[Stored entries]
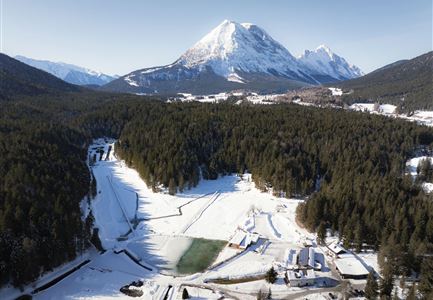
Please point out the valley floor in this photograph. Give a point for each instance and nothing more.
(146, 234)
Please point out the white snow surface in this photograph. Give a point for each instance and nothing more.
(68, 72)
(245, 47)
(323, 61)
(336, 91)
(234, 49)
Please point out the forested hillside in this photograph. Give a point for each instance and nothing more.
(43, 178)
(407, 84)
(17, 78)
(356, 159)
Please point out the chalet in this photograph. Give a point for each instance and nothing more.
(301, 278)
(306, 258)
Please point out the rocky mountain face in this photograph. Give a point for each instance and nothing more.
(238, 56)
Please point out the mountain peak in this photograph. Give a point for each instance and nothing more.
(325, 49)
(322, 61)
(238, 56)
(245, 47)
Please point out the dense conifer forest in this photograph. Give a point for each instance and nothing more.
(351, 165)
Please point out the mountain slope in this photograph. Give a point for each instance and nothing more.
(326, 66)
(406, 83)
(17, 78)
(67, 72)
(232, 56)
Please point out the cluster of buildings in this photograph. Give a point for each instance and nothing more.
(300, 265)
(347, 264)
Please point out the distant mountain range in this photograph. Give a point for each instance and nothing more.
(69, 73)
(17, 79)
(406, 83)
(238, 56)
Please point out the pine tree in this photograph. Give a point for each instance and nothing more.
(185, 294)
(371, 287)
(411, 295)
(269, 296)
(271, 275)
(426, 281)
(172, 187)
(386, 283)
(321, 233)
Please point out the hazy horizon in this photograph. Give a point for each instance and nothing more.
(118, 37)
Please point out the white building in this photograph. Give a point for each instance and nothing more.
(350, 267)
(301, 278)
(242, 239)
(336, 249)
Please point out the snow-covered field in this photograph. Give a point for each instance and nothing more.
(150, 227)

- [EXERCISE BRIEF] Set the entries down again exactly. Do not include the images.

- [RESPONSE BELOW]
Please point out the valley floor in this photograph. Give a point for each instance and nothing more.
(146, 234)
Please point out the white snow surface in this photograph. Give a point for each instance and nothing more.
(68, 72)
(245, 47)
(323, 61)
(336, 91)
(234, 49)
Please point out the forested hillside in this photograph. Give a point for each instance and nothing more.
(43, 178)
(407, 84)
(17, 78)
(356, 159)
Please point out the chalet in this photograph. Give a point for each instance and nothing more.
(301, 278)
(306, 258)
Please point out the rocky mountain face in this photograph. Give a point for each instance and nothing more.
(238, 56)
Please point out the mountain peak in this photograph. Give a point for each instance and nothing more.
(325, 49)
(322, 61)
(238, 56)
(245, 47)
Please point out the dense conifer forest in this photograph. Give a point for each instance and nothing more.
(351, 165)
Please point out the mountain slope in this photograph. Give a point for each instance and nothing more.
(326, 66)
(406, 83)
(17, 78)
(67, 72)
(232, 56)
Please point out the cluster of buildings in this photograph. Give a point for each instance and nothing more.
(300, 265)
(347, 264)
Please point out the distant mountain range in this photograph. Give a point for each instance and nothing more.
(69, 73)
(17, 79)
(406, 83)
(238, 56)
Please point out the pine tree in this photograph. Give a point for each instance and nothing more.
(185, 294)
(371, 287)
(411, 295)
(269, 296)
(271, 275)
(426, 281)
(172, 187)
(386, 283)
(321, 233)
Please point out the hazy horizon in this photograph. Give a point for each instance and nothing more.
(118, 37)
Please point out the white building in this photograph. Give a point for each instance and nothing more.
(350, 267)
(301, 278)
(242, 239)
(336, 249)
Please point out the snow-covered field in this photograph. Give a point for each instance and nothing more.
(150, 227)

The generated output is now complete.